# [SET EXERCISE]
Gather every line in the entries below that contains the string "Query", matching case exactly, and list those lines in the order they appear.

# [MATERIAL]
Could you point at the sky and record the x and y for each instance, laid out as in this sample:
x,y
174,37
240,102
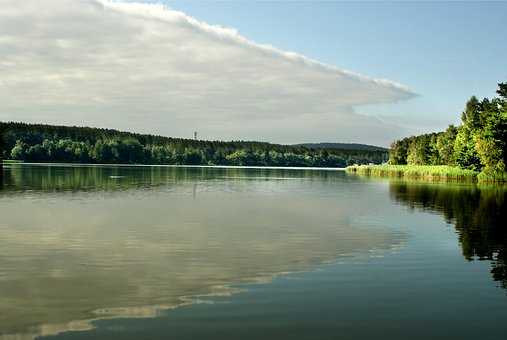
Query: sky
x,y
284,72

* * *

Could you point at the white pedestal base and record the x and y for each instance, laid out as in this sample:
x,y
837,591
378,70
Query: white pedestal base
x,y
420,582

# [TASK OUTPUT]
Query: sky
Query: white pedestal base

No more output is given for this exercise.